# [Supplied text]
◇ ◇ ◇
You might be wondering if two clocks are out of sync, which one does the NTP consider a source of truth and adjust accordingly.

To understand it, we have to visit where time comes from. Prepare to be amazed by this list of all kinds of ways humans have been finding time so far in history. If you scroll to the bottom of the list, you will find two kinds of clocks that are of interest to us here.

Quartz clock

Quartz clocks are timepieces that use an electronic oscillator regulated by a quartz crystal to keep time. [^3]

If you ever wondered how your laptop shows the right time when you switch it off and turn it on after a month. The reason is that your laptop contains a quartz clock with a separate battery which runs always. When your operating system boots up, it gets the time from this clock.

Atomic clock

An atomic clock is a clock that measures time by monitoring the resonant frequency of atoms. [^4]

Atomic clocks are the most accurate clocks in existence as of now. In fact, it is so accurate that we have to infer what a second is by using it 🤯

The second, symbol s, is the SI unit of time. It is defined by taking the fixed numerical value of the caesium frequency, the unperturbed ground-state hyperfine transition frequency of the caesium-133 atom, to be 9192631770 when expressed in the unit Hz, which is equal to s−1.

While storing date-time values in your applications, you might have heard of Co-ordinated Universal Time (UTC).

UTC is based on TAI, which is a weighted average of hundreds of atomic clocks worldwide.

Now you know how UTC is calculated! If you install NTP on your machines, it will use UTC as the reference time to adjust the clock skew on your machine.

Satellites (with atomic clocks installed on them) seem to be the ultimate reference clock. GPS receivers can get signals from these satellites about what time it is. NTP uses different levels of reference clocks and these levels are called startum. The atomic clock in the satellite is the stratum 0 which is the reference clock for stratum 1 and so on. [^5]

Clock bound

We know that we can’t trust our clocks anymore. Big giants like Google and AWS have been thinking about what they can do to improve the situation. As a result, they set up the fancy stratum 0 atomic clocks on satellites connected to their data center regions. Clock skew is inevitable, but with this fancy setup, they are able to achieve clock skews that are within certain bounds.

In Spanner’s case, Google mentions an upper bound of 7ms…..

This means two machines that are part of the spanner cluster can at-most be of 7ms apart. They cleverly use this property:

So how does Spanner use TrueTime to provide linearizability given that there are still inaccuracies between clocks? It’s actually surprisingly simple. It waits. Before a node is allowed to report that a transaction has committed, it must wait 7ms. Because all clocks in the system are within 7ms of each other, waiting 7ms means that no subsequent transaction may commit at an earlier timestamp, even if the earlier transaction was committed on a node with a clock which was fast by the maximum 7ms. Pretty clever. [^6]

Some interesting things to explore here would be:

Google’s TrueTime
Amazon’s Time Sync Service
AWS’s clockbound library can give you a timestamp and the bounds of the timestamp which can be used by your application running on EC2.
◇ ◇ ◇
# [Given data]
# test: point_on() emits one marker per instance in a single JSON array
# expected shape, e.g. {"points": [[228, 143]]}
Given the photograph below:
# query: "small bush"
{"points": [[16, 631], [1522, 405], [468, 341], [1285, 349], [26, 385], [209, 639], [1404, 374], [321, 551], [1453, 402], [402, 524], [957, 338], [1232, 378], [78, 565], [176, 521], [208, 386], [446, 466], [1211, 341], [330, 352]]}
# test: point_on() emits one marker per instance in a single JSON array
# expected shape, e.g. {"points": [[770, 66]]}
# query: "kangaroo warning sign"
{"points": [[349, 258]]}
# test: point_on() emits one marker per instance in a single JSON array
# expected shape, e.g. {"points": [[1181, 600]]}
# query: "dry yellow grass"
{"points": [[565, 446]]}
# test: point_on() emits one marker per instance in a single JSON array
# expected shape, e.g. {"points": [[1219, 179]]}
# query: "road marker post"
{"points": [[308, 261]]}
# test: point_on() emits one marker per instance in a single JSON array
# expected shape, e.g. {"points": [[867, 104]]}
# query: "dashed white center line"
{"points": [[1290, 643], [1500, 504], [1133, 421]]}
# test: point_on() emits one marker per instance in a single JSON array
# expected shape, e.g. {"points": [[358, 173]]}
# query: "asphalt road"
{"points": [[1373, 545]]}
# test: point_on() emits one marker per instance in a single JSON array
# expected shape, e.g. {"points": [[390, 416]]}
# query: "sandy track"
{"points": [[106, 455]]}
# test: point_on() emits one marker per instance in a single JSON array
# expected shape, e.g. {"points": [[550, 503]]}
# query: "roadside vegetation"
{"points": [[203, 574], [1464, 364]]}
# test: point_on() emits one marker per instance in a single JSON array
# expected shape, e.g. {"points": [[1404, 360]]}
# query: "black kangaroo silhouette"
◇ ◇ ◇
# [Written task 1]
What upper bound on clock skew does Google mention for Spanner in the passage on clock synchronization?
# [Written task 2]
Reproduce everything in the passage on clock synchronization from "You might be" down to "to us here.".
# [Written task 3]
Carry the passage on clock synchronization further, beginning after its last sentence.
The entries were gathered from a different source than the passage on clock synchronization.

# [Final answer 1]
An upper bound of 7ms.

# [Final answer 2]
You might be wondering if two clocks are out of sync, which one does the NTP consider a source of truth and adjust accordingly.

To understand it, we have to visit where time comes from. Prepare to be amazed by this list of all kinds of ways humans have been finding time so far in history. If you scroll to the bottom of the list, you will find two kinds of clocks that are of interest to us here.

# [Final answer 3]
Causal Ordering

All the above were attempts to make the clock to be more “trustable”. There is another extreme where things get even more interesting.

To get there, the first thing you need to note is: It is “causal ordering” and not “casual ordering”.

Causal means “one” thing in a system caused some other thing in the system. If it was not for the first thing, the things that come after that would have never happened.

I sent some money to my friend and they received it in their bank account. Sending the money is the event that causes the money to be received in my friend’s account. It can’t be the other way around: My friend received some money out of nowhere and then I sent the money which went nowhere but got detected from my account - there is no causal order here.

If you think deeply, we need a clock in most of the distributed systems because we just like to have causal ordering of events happening in our system. Be it an e-commerce app or a banking app, the order in which events flow is what we are interested in.

Logical clocks

This is where things get exciting even more! Let us say we ditch our system clock altogether.

Instead of a system clock both our server(s) and client would have their own clock (typically as a shared library). Instead of observing the real-world time from this custom clock, our application logic could observe a monotonically increasing counter value. This counter value could give a number that the event can record and increment for the next event to use.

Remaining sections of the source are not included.